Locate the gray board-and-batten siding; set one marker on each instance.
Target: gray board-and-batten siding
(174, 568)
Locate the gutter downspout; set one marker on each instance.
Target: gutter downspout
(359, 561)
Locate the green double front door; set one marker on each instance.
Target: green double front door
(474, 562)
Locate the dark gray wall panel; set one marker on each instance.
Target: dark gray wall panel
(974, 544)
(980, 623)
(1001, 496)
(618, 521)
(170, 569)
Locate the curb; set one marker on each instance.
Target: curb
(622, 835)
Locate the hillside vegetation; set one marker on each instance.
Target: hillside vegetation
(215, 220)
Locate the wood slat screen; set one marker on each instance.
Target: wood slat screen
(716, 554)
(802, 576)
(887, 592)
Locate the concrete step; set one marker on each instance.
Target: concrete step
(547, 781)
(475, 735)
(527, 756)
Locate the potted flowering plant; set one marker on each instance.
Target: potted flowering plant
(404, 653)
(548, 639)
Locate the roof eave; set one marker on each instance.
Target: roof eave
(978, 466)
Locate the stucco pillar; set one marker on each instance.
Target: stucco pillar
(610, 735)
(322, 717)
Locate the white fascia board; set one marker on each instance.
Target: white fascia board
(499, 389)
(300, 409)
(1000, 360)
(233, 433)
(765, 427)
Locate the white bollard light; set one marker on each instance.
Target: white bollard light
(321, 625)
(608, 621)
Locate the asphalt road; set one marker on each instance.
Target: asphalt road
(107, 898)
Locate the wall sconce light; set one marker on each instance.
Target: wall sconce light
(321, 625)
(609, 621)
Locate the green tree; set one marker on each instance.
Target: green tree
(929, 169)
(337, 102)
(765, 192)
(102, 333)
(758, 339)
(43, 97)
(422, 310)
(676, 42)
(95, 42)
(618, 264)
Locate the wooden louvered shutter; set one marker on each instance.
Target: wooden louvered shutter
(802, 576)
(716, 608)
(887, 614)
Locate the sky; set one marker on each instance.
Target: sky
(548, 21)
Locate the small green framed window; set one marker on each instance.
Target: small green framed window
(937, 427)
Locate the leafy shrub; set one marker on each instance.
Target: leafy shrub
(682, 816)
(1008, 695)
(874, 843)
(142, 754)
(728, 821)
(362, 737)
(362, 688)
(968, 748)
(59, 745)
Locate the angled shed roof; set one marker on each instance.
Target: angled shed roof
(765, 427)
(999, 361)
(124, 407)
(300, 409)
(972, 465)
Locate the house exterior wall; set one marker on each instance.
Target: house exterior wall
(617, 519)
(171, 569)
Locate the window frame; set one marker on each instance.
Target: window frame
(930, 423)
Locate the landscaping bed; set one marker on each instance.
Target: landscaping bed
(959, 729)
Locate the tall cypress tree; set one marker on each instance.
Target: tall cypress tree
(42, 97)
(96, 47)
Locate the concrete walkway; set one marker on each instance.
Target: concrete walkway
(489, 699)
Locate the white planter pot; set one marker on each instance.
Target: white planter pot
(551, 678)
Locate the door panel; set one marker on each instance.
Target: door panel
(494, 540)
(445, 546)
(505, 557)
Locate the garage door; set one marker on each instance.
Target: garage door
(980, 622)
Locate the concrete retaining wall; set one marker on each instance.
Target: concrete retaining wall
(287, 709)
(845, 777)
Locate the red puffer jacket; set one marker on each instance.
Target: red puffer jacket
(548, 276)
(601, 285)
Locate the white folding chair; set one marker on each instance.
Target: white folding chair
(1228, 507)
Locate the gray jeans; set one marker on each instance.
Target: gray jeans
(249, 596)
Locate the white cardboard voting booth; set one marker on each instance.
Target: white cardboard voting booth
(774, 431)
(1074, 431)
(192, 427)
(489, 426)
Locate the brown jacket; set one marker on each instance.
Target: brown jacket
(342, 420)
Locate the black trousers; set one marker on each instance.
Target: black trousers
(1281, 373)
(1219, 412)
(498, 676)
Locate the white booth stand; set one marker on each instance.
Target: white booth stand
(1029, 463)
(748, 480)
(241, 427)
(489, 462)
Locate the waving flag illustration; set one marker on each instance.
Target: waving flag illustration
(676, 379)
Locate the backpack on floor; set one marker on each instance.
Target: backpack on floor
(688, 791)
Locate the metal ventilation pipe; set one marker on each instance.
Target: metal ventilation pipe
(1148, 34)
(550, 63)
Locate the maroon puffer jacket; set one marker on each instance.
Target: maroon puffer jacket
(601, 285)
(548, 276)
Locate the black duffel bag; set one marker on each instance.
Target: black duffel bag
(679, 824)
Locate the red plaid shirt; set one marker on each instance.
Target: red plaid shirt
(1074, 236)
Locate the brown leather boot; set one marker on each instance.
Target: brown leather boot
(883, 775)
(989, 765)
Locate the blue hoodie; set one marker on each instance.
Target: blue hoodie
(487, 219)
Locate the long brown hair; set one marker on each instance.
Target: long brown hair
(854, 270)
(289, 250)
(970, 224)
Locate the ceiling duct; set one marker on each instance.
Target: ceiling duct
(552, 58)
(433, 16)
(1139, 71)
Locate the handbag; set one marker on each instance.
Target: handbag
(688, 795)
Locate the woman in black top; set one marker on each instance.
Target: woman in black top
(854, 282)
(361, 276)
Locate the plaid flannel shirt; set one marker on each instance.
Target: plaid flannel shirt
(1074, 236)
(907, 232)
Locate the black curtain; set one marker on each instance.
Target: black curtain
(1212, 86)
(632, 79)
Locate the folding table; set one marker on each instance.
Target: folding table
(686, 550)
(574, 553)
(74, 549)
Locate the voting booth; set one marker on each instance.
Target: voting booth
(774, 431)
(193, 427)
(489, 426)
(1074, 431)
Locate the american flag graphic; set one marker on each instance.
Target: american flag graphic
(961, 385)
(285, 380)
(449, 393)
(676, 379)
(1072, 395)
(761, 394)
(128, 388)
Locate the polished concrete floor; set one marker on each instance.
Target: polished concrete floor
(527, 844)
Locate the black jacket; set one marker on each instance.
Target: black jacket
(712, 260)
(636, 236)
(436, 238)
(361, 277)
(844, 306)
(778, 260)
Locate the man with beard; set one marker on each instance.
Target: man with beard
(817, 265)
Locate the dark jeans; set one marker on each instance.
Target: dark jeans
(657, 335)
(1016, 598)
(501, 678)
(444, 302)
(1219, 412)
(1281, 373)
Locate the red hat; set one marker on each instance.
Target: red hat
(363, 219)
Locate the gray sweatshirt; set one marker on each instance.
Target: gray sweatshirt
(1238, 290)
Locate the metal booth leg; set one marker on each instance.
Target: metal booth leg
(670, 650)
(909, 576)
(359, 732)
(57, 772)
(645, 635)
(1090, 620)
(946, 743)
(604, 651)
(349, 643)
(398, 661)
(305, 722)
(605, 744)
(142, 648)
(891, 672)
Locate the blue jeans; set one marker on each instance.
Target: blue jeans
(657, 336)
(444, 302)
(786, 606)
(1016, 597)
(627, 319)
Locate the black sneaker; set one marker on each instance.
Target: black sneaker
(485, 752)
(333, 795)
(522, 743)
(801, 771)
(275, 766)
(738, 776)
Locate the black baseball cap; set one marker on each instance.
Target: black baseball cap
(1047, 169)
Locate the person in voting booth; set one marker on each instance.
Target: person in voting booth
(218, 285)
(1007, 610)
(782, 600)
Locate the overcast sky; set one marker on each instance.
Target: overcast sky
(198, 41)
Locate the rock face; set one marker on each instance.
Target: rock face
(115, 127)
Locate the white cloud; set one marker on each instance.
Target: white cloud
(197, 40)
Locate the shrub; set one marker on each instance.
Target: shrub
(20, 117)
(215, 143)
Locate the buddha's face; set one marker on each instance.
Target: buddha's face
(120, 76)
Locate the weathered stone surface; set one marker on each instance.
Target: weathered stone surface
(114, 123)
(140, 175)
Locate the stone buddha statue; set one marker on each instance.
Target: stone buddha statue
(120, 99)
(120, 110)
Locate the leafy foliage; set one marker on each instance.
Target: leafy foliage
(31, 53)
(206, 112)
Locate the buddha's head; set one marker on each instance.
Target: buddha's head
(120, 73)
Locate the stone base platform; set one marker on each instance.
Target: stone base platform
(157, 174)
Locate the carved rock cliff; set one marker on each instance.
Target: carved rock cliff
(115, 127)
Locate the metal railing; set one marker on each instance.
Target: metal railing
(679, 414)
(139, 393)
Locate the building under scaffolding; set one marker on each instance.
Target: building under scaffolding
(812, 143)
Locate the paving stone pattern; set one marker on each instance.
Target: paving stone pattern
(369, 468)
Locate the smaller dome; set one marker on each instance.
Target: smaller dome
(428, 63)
=-=-=
# TASK DIRECTIONS
Verbatim reproduction is required for the line holding "Locate the metal railing;" and for every line after it in the records, with no other line included.

# SOLVED EXERCISE
Locate the metal railing; set one marker on each instance.
Target: metal railing
(679, 414)
(139, 393)
Locate the building under scaffolding; set one marker on each instance.
Target: building under scaffolding
(812, 143)
Locate the paving stone pattern; set one marker on each instance.
Target: paving stone pattern
(369, 468)
Locate the smaller dome; set one marker on each instance.
Target: smaller dome
(428, 63)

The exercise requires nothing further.